[Items from a collection]
========
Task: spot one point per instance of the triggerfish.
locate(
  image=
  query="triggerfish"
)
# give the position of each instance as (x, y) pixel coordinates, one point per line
========
• [What is required] Turn the lines of every item above into a numbered list, leaving out any blank lines.

• [Result]
1. Task: spot one point per instance of the triggerfish.
2. locate(
3.   image=
4.   query="triggerfish"
5. )
6. # give the position of each instance as (x, y) pixel coordinates, one point per line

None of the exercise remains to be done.